Brief 1 - What was the title of the lecture Archbishop Dolan gave, according to the article on Catholic preaching?
Brief 2 - Copy the article on Catholic preaching word for word, from "Archbishop Dolan made" up to and including "of ordained ministers.".

Excerpt to read -
---

Catholics need solid preaching, not fluff

ROME – Catholics need solid preaching about Jesus, the cross and the church, and not “feel-good” spiritual advice that demands no sacrifice, said U.S. Archbishop Timothy M. Dolan of Milwaukee.

Preaching well means challenging people’s complacency and, like Christ, occasionally “shaking things up,” Archbishop Dolan said in Rome Jan. 14. That cannot happen if preachers soft-pedal the cross, he said.

“Maybe the greatest threat to the church is not heresy, not dissent, not secularism, not even moral relativism, but this sanitized, feel-good, boutique, therapeutic spirituality that makes no demands, calls for no sacrifice, asks for no conversion, entails no battle against sin, but only soothes and affirms,” he said.

“Our preaching can then become cotton candyish: a lot of fluff, air and sugar, but no substance,” he said.

Archbishop Dolan made the remarks at the Pontifical North American College, where he lectured on “Preaching: An Ecclesial Vocation.” While noting that preaching the Gospel is a mandate shared by all Christians, he focused on the preaching of ordained ministers.

The archbishop said priests should first of all understand preaching as an ecclesial, not a personal, vocation. That doesn’t mean a preacher doesn’t bring his own personality to a sermon, but “the substance must be Christ,” he said.

“I am afraid that too often today the ‘accident’ of our own person, our own agenda, trumps the substance of the person of Christ and the message of his church,” he said.

Priests should also remember that when they are preaching it is imperative that they “speak lovingly, tenderly of the church,” he said.

“For some preachers it seems obligatory to criticize the church in their homilies. They claim she is hopelessly outmoded, patriarchal, oppressive, insensitive, corrupt, unenlightened – all (of) which really translates: unwilling to do what they want,” he said.

Archbishop Dolan said that does not mean turning a blind eye to the flaws and imperfections in the church. But the attempt to be a prophetic critic of the church in the pulpit is misguided, he said.

---

Data excerpts -
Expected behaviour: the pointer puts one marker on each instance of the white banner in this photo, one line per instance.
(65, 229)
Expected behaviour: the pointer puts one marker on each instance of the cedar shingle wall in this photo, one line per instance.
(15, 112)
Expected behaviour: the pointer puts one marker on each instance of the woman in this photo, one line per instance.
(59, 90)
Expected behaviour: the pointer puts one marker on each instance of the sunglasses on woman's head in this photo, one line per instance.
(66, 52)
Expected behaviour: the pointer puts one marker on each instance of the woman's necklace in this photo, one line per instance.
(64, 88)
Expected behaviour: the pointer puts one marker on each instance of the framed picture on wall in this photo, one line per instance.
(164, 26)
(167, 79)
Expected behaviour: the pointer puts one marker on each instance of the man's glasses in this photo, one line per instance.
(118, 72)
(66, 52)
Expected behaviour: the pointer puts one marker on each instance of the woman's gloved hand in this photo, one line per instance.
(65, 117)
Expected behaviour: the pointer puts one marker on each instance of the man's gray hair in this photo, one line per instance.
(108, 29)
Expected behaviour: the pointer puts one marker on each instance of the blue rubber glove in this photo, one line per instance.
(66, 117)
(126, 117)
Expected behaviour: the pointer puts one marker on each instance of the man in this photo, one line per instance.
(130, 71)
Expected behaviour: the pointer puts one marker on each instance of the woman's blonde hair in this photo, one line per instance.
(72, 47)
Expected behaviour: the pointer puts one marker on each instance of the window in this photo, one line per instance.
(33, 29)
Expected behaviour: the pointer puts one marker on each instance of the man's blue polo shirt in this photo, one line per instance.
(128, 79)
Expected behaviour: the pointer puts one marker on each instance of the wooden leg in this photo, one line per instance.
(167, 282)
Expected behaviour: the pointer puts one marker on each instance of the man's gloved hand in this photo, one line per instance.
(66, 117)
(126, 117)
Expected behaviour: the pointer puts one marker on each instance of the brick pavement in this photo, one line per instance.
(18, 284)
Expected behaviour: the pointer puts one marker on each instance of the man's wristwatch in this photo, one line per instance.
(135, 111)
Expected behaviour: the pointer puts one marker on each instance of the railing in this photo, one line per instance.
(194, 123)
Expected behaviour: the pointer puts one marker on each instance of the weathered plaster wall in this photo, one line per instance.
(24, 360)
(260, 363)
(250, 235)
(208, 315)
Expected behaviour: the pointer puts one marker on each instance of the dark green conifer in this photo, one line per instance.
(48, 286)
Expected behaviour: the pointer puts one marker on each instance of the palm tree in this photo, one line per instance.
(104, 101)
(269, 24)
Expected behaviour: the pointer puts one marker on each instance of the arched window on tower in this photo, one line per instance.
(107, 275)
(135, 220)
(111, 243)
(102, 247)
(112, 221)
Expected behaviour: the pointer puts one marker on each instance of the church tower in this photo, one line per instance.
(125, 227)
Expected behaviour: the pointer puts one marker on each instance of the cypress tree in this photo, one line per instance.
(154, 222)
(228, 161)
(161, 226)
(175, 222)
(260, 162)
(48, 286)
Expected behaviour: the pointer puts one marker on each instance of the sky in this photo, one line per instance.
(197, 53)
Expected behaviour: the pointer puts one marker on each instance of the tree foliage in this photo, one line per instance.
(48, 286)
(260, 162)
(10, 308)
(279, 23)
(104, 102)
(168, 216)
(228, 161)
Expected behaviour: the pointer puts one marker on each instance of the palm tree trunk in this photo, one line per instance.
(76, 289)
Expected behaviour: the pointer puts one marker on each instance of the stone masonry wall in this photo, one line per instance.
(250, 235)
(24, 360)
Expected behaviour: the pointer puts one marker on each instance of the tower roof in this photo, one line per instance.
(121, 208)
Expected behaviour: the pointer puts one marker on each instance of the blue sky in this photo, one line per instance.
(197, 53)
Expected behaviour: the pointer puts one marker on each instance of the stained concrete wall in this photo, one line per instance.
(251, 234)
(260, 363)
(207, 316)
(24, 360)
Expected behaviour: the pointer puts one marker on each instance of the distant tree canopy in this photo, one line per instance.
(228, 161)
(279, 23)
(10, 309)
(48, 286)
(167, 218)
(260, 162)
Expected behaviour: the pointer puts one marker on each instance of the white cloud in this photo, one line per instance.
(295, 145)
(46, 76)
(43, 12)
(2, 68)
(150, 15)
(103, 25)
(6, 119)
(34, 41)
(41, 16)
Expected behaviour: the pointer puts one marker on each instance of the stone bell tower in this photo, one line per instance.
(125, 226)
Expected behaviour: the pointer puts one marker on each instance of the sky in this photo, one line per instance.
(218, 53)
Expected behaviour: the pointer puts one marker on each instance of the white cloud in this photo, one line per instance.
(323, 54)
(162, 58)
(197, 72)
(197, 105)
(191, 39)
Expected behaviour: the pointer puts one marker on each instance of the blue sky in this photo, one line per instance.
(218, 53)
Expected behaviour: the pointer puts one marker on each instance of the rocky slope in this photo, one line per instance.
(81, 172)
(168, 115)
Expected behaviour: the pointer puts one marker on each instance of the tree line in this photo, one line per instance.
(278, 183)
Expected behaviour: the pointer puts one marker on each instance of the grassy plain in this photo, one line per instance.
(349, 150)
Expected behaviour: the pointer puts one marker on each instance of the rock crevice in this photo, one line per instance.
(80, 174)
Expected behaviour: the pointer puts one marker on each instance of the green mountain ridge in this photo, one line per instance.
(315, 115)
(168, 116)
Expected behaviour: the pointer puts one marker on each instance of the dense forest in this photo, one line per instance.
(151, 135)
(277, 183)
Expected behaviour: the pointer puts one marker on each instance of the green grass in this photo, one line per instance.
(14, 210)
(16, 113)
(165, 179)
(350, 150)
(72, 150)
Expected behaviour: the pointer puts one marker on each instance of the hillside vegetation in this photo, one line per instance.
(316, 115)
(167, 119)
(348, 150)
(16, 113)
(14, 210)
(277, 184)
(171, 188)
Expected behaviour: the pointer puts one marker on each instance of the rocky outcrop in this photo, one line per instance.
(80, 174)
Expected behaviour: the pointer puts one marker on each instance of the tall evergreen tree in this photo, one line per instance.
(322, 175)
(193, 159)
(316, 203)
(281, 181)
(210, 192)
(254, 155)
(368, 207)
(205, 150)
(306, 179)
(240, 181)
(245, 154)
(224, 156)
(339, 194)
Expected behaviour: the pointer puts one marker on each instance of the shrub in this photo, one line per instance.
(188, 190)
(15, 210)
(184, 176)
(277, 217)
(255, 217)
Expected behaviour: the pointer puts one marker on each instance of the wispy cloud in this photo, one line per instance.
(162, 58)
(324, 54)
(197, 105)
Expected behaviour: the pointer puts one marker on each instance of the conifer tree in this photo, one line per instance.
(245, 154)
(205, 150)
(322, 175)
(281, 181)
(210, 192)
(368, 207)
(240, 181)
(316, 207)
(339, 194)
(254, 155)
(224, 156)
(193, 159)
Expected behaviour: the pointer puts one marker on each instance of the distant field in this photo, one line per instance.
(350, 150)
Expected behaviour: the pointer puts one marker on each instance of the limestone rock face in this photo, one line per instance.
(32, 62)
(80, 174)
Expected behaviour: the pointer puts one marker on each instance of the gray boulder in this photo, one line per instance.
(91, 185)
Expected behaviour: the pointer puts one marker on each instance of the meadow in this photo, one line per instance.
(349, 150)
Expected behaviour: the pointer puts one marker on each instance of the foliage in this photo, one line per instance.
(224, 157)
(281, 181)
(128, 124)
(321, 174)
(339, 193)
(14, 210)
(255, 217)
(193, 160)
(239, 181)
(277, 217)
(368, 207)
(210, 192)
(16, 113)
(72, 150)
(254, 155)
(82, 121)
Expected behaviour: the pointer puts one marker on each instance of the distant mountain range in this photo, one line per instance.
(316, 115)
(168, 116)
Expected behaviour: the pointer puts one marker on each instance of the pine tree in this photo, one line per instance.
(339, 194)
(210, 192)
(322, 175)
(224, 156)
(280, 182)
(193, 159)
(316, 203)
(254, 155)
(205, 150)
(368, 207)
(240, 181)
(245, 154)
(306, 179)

---

Response 1 - "Preaching: An Ecclesial Vocation"

Response 2 -
Archbishop Dolan made the remarks at the Pontifical North American College, where he lectured on “Preaching: An Ecclesial Vocation.” While noting that preaching the Gospel is a mandate shared by all Christians, he focused on the preaching of ordained ministers.